WHAT IS EXPECTED: Convert every line of the data below into a numbered list, skipping blank lines. Leave the pictures out of the list.

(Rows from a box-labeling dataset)

══════════

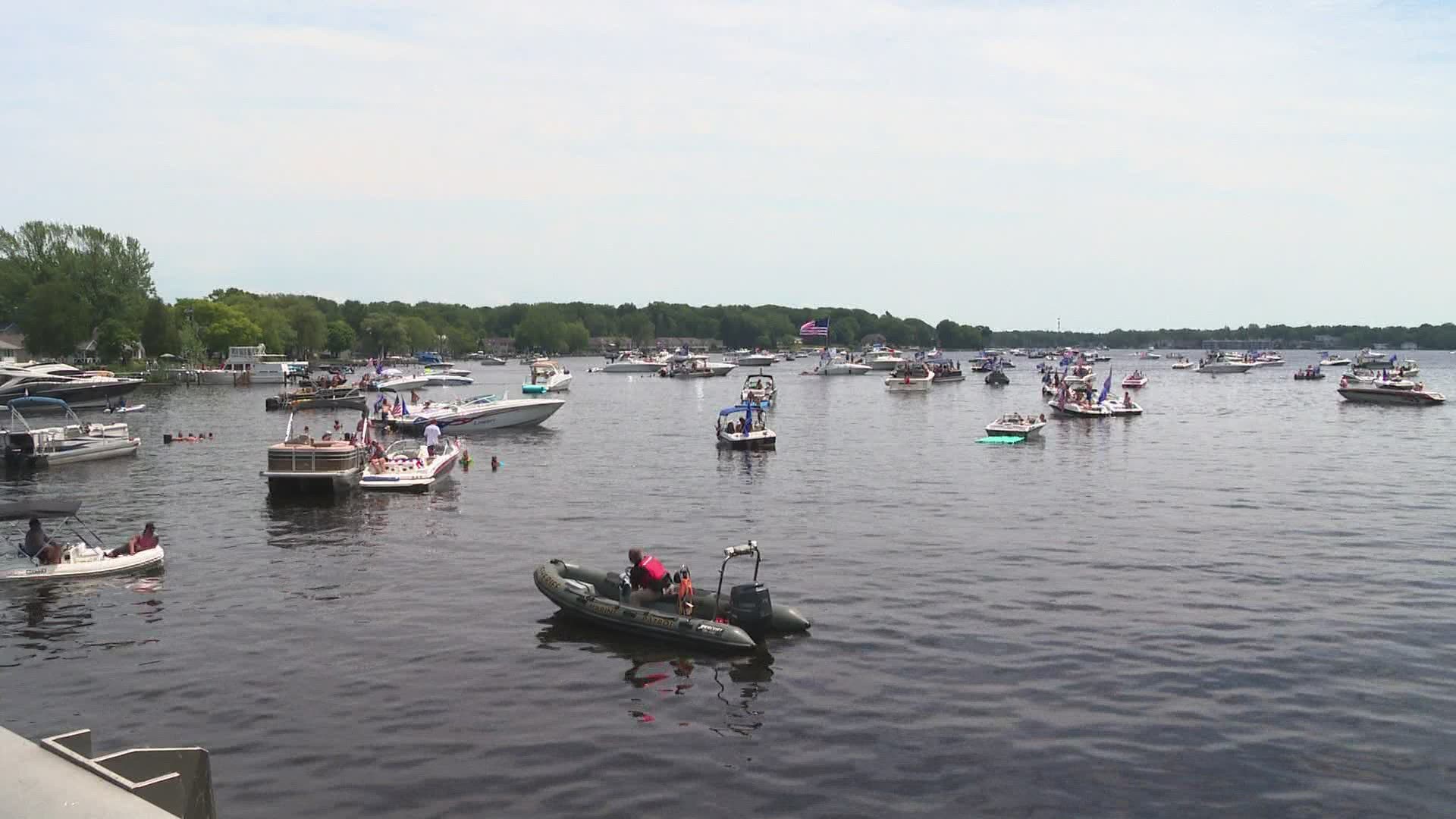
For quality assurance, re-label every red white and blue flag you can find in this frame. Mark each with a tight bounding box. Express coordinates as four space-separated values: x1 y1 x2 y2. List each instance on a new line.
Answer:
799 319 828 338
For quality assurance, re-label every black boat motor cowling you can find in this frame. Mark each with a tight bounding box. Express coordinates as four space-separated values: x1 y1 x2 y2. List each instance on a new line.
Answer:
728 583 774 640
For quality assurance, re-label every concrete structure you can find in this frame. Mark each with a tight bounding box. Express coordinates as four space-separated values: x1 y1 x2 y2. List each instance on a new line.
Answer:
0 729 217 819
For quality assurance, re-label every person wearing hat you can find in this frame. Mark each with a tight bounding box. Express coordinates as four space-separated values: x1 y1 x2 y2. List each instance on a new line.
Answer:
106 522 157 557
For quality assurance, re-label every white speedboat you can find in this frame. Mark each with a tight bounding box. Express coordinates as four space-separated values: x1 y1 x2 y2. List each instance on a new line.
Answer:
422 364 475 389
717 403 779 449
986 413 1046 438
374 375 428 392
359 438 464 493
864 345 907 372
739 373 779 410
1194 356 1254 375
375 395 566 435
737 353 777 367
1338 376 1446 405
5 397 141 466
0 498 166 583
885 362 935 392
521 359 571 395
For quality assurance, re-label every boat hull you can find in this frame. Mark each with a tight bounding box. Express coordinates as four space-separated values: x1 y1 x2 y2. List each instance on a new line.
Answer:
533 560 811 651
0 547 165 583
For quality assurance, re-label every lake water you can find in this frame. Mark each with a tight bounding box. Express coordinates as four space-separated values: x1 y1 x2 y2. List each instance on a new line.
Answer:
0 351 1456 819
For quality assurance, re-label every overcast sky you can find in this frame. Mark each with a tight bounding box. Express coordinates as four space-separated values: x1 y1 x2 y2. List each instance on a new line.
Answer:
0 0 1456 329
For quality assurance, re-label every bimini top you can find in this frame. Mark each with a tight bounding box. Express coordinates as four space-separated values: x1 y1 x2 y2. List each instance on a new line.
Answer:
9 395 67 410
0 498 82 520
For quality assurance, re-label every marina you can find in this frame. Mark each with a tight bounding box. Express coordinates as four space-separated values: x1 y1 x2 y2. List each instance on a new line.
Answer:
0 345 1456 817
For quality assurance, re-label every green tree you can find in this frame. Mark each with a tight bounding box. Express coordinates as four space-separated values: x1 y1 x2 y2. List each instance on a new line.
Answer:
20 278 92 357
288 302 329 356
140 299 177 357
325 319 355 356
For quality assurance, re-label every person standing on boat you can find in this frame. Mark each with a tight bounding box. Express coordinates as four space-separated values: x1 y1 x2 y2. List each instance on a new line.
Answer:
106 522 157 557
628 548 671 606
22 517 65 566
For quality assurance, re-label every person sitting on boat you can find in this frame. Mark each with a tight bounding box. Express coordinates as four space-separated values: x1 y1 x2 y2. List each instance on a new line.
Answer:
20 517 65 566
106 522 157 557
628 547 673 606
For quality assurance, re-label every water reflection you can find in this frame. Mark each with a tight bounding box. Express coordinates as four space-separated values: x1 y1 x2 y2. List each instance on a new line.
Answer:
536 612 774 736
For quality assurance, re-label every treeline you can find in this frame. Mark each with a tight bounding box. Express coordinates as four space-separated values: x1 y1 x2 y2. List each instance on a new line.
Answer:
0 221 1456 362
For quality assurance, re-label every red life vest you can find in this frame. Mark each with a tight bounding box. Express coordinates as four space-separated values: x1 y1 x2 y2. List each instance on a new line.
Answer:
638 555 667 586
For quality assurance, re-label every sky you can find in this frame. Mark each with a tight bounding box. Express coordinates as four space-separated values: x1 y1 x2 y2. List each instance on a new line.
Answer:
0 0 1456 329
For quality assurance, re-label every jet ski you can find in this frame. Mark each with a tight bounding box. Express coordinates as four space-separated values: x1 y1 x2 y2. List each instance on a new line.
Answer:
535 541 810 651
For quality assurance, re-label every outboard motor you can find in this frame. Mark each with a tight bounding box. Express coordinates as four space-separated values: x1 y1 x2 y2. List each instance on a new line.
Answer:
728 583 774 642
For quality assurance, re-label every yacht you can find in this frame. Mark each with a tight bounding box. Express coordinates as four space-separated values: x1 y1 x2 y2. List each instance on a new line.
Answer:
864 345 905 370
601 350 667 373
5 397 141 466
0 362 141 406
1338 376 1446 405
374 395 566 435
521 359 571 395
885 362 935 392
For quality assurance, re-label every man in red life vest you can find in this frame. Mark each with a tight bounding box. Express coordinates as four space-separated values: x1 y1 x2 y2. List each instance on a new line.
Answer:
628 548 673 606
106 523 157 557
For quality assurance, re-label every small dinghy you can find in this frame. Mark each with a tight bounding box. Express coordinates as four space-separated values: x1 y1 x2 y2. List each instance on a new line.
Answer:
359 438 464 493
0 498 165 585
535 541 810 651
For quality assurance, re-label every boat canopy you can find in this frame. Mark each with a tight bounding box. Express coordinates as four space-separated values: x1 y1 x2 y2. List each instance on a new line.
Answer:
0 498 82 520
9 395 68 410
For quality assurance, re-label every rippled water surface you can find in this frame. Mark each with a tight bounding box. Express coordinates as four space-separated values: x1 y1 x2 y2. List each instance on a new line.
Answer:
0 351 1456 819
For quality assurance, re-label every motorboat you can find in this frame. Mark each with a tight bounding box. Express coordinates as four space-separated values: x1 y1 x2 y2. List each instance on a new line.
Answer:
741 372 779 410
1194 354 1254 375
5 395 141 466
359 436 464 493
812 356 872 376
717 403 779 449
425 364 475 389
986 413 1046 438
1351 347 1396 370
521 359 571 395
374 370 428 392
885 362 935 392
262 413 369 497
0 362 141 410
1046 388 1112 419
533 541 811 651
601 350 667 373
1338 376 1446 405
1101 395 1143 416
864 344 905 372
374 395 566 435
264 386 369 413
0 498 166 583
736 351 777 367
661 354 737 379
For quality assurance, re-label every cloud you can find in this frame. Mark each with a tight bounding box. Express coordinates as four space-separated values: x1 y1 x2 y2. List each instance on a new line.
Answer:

══════════

WORKED SOLUTION:
1. For quality assurance, re-label every red white and blue flag you can find in this frame. Mark each with a tight bounding box. Express coordinates as four space-separated values: x1 y1 x2 y2. List each instance on a new line.
2. Answer:
3. 799 319 828 338
4. For quality assurance, re-label every black boat motor cowling you can find in this frame. Mark each with a tight bounding box. Express coordinates as four space-separated values: x1 y1 x2 y2. List each instance on a new line.
5. Answer:
6. 728 583 774 640
7. For quality assurance, re-label every concrete structure you can find in this frame. Mark each with a tight bounding box. Express coordinates as four space-separated values: x1 y1 x2 y2. List each instance on a new line.
8. Answer:
9. 0 729 217 819
10. For quality assurance, re-label every person wearing hat you can find in this frame. Mark each with a tight bounding box. Express coordinates as four space-separated values: x1 y1 x2 y2. List each instance on a new line.
11. Answer:
12. 106 522 157 557
13. For quality assurance, re-label every white speedboat you can find in this frame. Mark each with a tight bounding box. Express coordinates as four space-separated values: x1 y1 x2 y2. List each instance on a new line.
14. Answer:
15. 422 364 475 389
16. 717 403 779 449
17. 986 413 1046 438
18. 374 375 428 392
19. 359 438 464 493
20. 864 345 907 372
21. 739 373 779 410
22. 1194 356 1254 375
23. 375 395 566 435
24. 737 353 777 367
25. 1338 376 1446 405
26. 5 397 141 466
27. 0 498 166 583
28. 885 362 935 392
29. 521 359 571 395
30. For quality assurance, re-label every boat hull you can find in this frame. Mark each with a tight bounding box. Express coordinates as four space-separated values: x1 y1 x2 y2. List each instance on a new line.
31. Answer:
32. 533 560 811 651
33. 0 547 165 583
34. For quality assurance, re-label every lake water you can find in this frame. Mark each with a tight bounding box. Express coordinates as four space-separated values: x1 y1 x2 y2. List each instance on a new line.
35. Answer:
36. 0 351 1456 819
37. For quality assurance, re-label every overcast sky you can find in this frame. Mark each with a tight bounding box. Express coordinates as four space-separated values: x1 y1 x2 y2. List each instance on a new line.
38. Answer:
39. 0 0 1456 329
40. For quality assurance, re-label every bimini top you can find in this frame. Mark each with a tight bounding box. Express coordinates as four space-separated values: x1 y1 x2 y2. List each instance on a new line.
41. Answer:
42. 9 395 67 410
43. 0 498 82 520
44. For quality assurance, re-label every marina you can find in this frame. Mark each with a tight bounding box. Express coordinates as four space-separated values: x1 y1 x2 y2. List each instance on a new line.
45. Answer:
46. 0 345 1456 817
47. For quality assurance, re-label every green tree you can find in this frame. Mark each with a tight bounding box. Express coordinates as four space-separated values: x1 y1 x2 y2. List each instance on a new line.
48. Answer:
49. 20 278 92 357
50. 288 302 329 356
51. 140 299 177 357
52. 325 319 355 356
53. For quality assurance, re-label every person standing on boat you can find in this frame. Mark each with a tight bounding box. Express coordinates as four space-separated values: x1 y1 x2 y2. List each instance on a new line.
54. Answer:
55. 106 522 157 557
56. 628 548 671 606
57. 22 517 65 566
58. For quality assurance, re-label every person sitting on boat you can find in this frame. Mark each with a tight bounding box. Express coordinates as four space-separated values: x1 y1 x2 y2. List each instance on a new line.
59. Answer:
60. 20 517 65 566
61. 106 522 157 557
62. 628 547 673 606
63. For quality assurance, re-label every water reflection you can find in this frame. Mark each with a tight bounding box. Express coordinates as four space-separated values: x1 y1 x2 y2. List each instance on a new line.
64. Answer:
65. 536 612 774 736
66. For quality assurance, re-label every treeline you can find in this frame. Mark each with a tight bounding box. Express coordinates as four space-separated values: x1 y1 x2 y2. List each instance on a new line.
67. Answer:
68. 0 221 1456 362
69. For quality assurance, re-label every red life vest you can find in this frame. Mark each with a tight bounding box. Express coordinates as four space-separated values: x1 y1 x2 y2. List each instance on a new line.
70. Answer:
71. 638 555 667 586
72. For quality assurance, re-label every sky you can find in this frame. Mark each with a tight bounding box. Express coordinates as four space-separated values: x1 y1 x2 y2. List each instance on a new line.
73. Answer:
74. 0 0 1456 329
75. For quality assurance, re-label every jet ski you can find in this frame. Mark each with a tight bounding box. Express coordinates as four space-separated values: x1 y1 x2 y2. List each instance on a new line.
76. Answer:
77. 535 541 810 651
78. For quality assurance, re-label every outboard motor you can find in this frame. Mark each with a tight bounding box. Express coordinates as four space-separated values: x1 y1 x2 y2. List each instance on a new line.
79. Answer:
80. 728 583 774 642
81. For quality assurance, re-label every yacht you can find in this frame. Mark each with a tight bounding box. Express coordinates as four space-separated values: x1 y1 x2 y2. List each instance on a new line.
82. Answer:
83. 864 345 905 370
84. 601 350 667 373
85. 5 397 141 466
86. 0 362 141 406
87. 1338 376 1446 405
88. 374 395 566 435
89. 521 359 571 395
90. 885 362 935 392
91. For quality assurance, re-label every man in red life vest you can find in this frame. Mark each with a tight bounding box. Express coordinates as four space-separated values: x1 y1 x2 y2. List each instance on a new line.
92. Answer:
93. 628 548 673 606
94. 106 523 157 557
95. For quality assurance, re-label every small dinghy you can find in this frame. Mark each with a tight bounding box. Express coordinates as four space-separated values: x1 y1 x2 y2. List each instance on a new line.
96. Answer:
97. 359 438 464 493
98. 0 498 165 585
99. 535 541 810 651
100. For quality assurance, re-label every boat canopy you can find in this frame. Mark each with a tight bounding box. Express coordinates as four space-separated values: x1 y1 x2 y2. List each instance on a new line.
101. Answer:
102. 0 498 82 520
103. 9 395 68 410
104. For quality assurance, re-label every rippled water surface you can find in this frame. Mark each with a tight bounding box. Express coordinates as four space-separated values: x1 y1 x2 y2. List each instance on a new line.
105. Answer:
106. 0 351 1456 819
107. For quality assurance, re-label every motorboat you can find in this frame. Mark each with a tight bounding box. Express coordinates as four space-separated values: x1 y1 x2 y2. List each instance on a new line.
108. Answer:
109. 741 372 779 410
110. 1194 354 1254 375
111. 5 395 141 466
112. 359 436 464 493
113. 812 356 872 376
114. 717 403 779 449
115. 425 364 475 389
116. 986 413 1046 438
117. 1351 347 1396 370
118. 521 359 571 395
119. 374 370 428 392
120. 885 362 935 392
121. 262 413 369 497
122. 0 362 141 410
123. 1046 388 1112 419
124. 533 541 811 651
125. 601 350 667 373
126. 1338 376 1446 405
127. 1101 395 1143 416
128. 864 344 905 372
129. 374 395 566 435
130. 264 386 369 413
131. 0 498 166 583
132. 736 351 777 367
133. 661 354 737 379
134. For quality assurance, re-label every cloud you can find in this frame. Mark each with a tight bounding box. Express coordinates as four space-separated values: x1 y1 x2 y2. List each instance on a new line.
135. Answer:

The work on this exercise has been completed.